** BEGIN DOCUMENT TEXT **

The 2021 PIK Notes and the 2021 Notes are secured equally and ratably by second-priority liens on substantially all of the Company's and the subsidiary guarantors' oil and gas properties and substantially all of their other assets to the extent such properties and assets secure the Multidraw Term Loan Agreement (as defined below), except for certain excluded assets. Pursuant to the terms of an intercreditor agreement, the security interest in those properties and assets that secure the 2021 PIK Notes and the 2021 Notes and the guarantees are contractually subordinated to liens that secure the Multidraw Term Loan Agreement and certain other permitted indebtedness. Consequently, the 2021 PIK Notes and the 2021 Notes and the guarantees will be effectively subordinated to the Multidraw Term Loan Agreement and such other indebtedness to the extent of the value of such assets.
On
October 17, 2016
, the Company entered into the Multidraw Term Loan Agreement (the "Multidraw Term Loan Agreement") with Franklin Custodian Funds - Franklin Income Fund ("Franklin"), as a lender, and Wells Fargo Bank, National Association, as administrative agent, replacing the prior credit agreement with JPMorgan Chase Bank, N.A. The Multidraw Term Loan Agreement provides a multi-advance term loan facility, with borrowing availability for
three
years, in a principal amount of up to
$50 million
. The loans drawn under the Multidraw Term Loan Agreement (collectively, the “Term Loans”) may be used to repay existing debt, to pay transaction fees and expenses, to provide working capital for exploration and production operations and for general corporate purposes. The Term Loans mature on
October 17, 2020
. As of
June 30, 2017
, the Company had
$30.0 million
of borrowings outstanding under the Term Loans.

** END DOCUMENT TEXT **
** BEGIN INFORMATION SUPPLIED **

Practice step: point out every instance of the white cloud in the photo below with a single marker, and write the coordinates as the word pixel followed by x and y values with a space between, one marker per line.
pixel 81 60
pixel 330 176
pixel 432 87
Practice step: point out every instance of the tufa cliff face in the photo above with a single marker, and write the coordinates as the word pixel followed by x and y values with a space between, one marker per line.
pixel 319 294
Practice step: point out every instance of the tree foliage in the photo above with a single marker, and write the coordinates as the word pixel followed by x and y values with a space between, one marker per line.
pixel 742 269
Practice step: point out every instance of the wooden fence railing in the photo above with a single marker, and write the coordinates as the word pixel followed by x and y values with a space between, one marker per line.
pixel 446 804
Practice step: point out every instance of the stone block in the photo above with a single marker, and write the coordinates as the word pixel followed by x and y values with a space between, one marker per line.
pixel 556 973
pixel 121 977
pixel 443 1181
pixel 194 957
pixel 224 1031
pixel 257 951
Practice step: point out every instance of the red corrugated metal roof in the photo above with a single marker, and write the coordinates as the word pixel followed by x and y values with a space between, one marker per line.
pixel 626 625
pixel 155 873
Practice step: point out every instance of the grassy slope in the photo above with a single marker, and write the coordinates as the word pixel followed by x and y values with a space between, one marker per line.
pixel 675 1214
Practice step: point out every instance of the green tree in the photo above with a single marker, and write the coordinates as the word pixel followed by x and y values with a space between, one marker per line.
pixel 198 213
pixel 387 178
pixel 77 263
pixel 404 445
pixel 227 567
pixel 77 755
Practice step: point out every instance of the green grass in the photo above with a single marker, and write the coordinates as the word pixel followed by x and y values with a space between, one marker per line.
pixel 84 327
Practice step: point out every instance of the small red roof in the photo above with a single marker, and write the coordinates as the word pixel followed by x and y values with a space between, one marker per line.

** END INFORMATION SUPPLIED **

PROBLEM TO WORK ON ▸ Do these statements agree with the passage on the notes and term loan? Answer yes or no for each, quoting the words from the passage that decide it. (a) The Multidraw Term Loan Agreement took the place of an earlier credit agreement with JPMorgan Chase Bank, N.A. (b) The 2021 PIK Notes are secured by first-priority liens. (c) Wells Fargo Bank, National Association, is a lender under the Multidraw Term Loan Agreement. Nothing in the rows is needed here.

SOLVED EXERCISE ▸
(a) Yes: "replacing the prior credit agreement with JPMorgan Chase Bank, N.A."
(b) No: "secured equally and ratably by second-priority liens"
(c) No: "Wells Fargo Bank, National Association, as administrative agent"